Radio host and political commentator Duncan Garner calls protestors at the Waitangi Marae “self-appointed meatheads” who “hijack the holiday for feeble grandstanding and cheap shots”. It’s just the latest attempt by Pākehā to ridicule and invalidate the Māori tradition of protest, says Madeleine de Young.
Prime Minister Bill English’s decision not to attend the Waitangi Day commemorations at the treaty grounds has enflamed the hotheads of Aotearoa, giving the “haters and wreckers” an invitation to divide us on our national day. It should really have been expected: if 2016 taught us anything, it’s that pitting a population against itself is politically lucrative. For three weeks and counting, the national news has featured headlines denouncing the role of Māori on Waitangi Day. From the prime minister down, it has been made clear that the opinion, language and customs of Māori are not wanted on the day that commemorates our colonisation.

○ ○ ○

**To-do list**
a: According to the Waitangi Day commentary, for how long has the national news featured headlines denouncing the role of Māori on Waitangi Day?
b: Reproduce the Waitangi Day commentary word for word, everything from "Radio host and" down to "Madeleine de Young.".
Rely only on the Waitangi Day commentary above.

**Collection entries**
○ ○ ○

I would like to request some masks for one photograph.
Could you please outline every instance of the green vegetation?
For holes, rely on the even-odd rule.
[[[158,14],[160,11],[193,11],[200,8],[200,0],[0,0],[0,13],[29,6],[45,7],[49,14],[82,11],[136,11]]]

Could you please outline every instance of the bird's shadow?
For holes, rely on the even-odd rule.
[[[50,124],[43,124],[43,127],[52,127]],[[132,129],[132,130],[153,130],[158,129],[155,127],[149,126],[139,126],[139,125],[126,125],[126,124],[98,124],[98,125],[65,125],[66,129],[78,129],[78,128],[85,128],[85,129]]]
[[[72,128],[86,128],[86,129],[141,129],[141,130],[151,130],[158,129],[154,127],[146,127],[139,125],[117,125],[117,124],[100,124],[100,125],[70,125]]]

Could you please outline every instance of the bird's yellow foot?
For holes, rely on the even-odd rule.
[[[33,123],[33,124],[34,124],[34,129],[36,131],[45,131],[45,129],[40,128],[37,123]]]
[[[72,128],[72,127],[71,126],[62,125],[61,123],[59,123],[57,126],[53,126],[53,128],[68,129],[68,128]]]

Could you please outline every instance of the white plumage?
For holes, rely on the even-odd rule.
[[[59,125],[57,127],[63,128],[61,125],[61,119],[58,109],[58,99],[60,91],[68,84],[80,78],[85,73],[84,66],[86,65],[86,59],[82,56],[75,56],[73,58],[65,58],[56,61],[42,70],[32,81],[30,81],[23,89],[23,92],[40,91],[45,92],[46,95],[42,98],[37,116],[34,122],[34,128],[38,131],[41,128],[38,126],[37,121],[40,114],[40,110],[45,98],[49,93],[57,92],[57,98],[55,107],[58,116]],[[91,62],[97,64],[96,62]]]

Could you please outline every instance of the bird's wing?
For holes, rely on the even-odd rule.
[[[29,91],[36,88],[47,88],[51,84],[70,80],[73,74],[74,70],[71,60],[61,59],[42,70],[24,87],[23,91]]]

○ ○ ○

**Expected responses**
a: For three weeks and counting.

b:
Radio host and political commentator Duncan Garner calls protestors at the Waitangi Marae “self-appointed meatheads” who “hijack the holiday for feeble grandstanding and cheap shots”. It’s just the latest attempt by Pākehā to ridicule and invalidate the Māori tradition of protest, says Madeleine de Young.